───── LISTED RECORDS

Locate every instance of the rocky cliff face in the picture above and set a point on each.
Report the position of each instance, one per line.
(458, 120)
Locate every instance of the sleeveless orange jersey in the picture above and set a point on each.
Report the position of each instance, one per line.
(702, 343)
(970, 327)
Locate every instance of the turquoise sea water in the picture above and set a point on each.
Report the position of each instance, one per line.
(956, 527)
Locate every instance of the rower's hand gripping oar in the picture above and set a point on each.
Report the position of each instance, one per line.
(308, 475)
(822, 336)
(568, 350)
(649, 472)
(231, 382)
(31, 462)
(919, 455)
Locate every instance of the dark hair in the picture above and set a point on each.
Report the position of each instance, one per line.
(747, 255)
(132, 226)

──────────

» **SET TASK**
Rewrite the entries from the line containing "Locate every instance of the rower's" through the last entry, swapping "dark hair" for "black hair" and leaving everything else unchanged. Give only those lines.

» **REPLY**
Locate every instance of the rower's hand gripping oar in the picture above and set a point on each.
Report the position of each instance, one per line.
(308, 475)
(822, 336)
(568, 350)
(649, 472)
(231, 382)
(31, 462)
(919, 455)
Locate every instance of the black hair in the picture above and set a point on each.
Report the position of each instance, one per line.
(747, 255)
(132, 226)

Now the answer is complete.